What to work on
In the account of the fight for Trieste, which pocket on the north side of the city was the largest?
------ Extracted text
By 30 April, the Partisans had surrounded the port city entirely. They began moving on 1 May in with the help of fighters that had infiltrated the city before the arrival of the main force. By 30 April elements of the Yugoslav force had taken multiple strategic locations from Globočnik's force such as the university, courthouse, and military hospital. On the morning of 1 May, parts of the eastern force broke through at Ricmanje and Botač and entered the city. According to Yugoslav reports, resistance had been overcome save a few isolated pockets of Germans, focused around Opčine and the harbor. By the evening of 1 May, Partisans had taken the Elba battery factory and Sabo park, where they were joined by about 50 armed Triestino antifascists. There the 4th Brigade of the 9th Dalmatian Division met and attacked a force of about a thousand German and Chetnik soldiers. On the morning of 2 May this culminated in a two-hour firefight followed by the surrender of the enemy force.^{:281–283,429}

By the end of 2 May, with the arrival of the New Zealand force, most of the 13,000 Chetnik irregulars assisting the German defenders surrendered. Fighting lasted into the next day. The remaining German pockets on the north side of the city, the largest of which being the Opčine pocket, surrendered by the end of 3 May.^{:282–283}

==Aftermath==

In the first 40 days after taking Trieste, before their withdrawal on 12 June 1945, Yugoslav forces arrested thousands of people, suspected to belong to Fascist organizations or to oppose the planned annexation of the city by Yugoslavia; many were killed in the Foibe massacres.

The city was jointly occupied by the New Zealanders and Partisans until June 1945, when it came under rule of a UN-mandated military provisional government as a provision of the Treaty of Peace with Italy. It remained a de facto free state until it was partitioned between its two neighbors in October 1954. This was later reaffirmed in the Treaty of Osimo, where it was split de jure between Italy and Yugoslavia.
------------
------ Given material
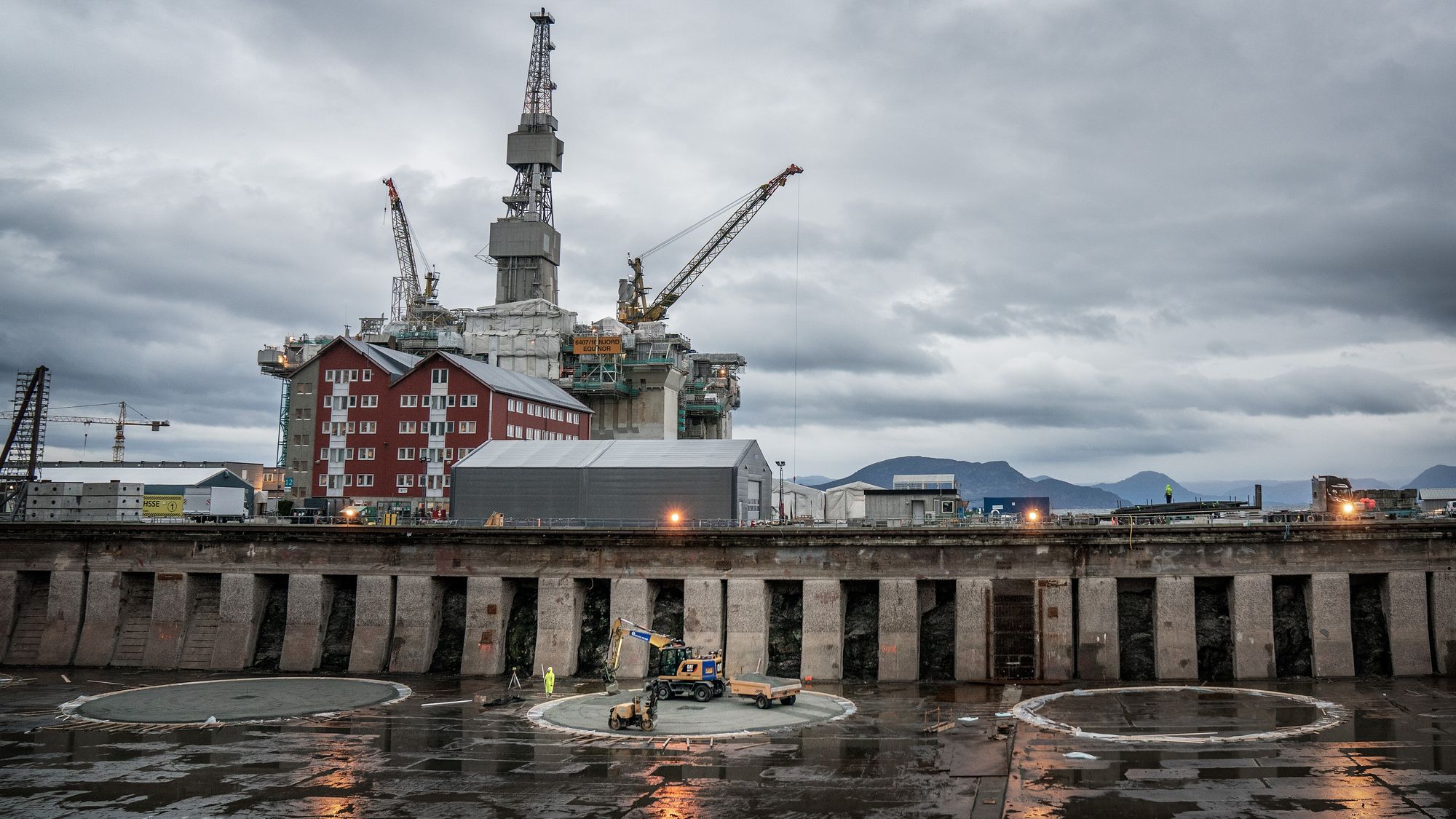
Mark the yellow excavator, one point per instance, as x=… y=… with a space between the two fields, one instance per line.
------------
Response area
The Opčine pocket.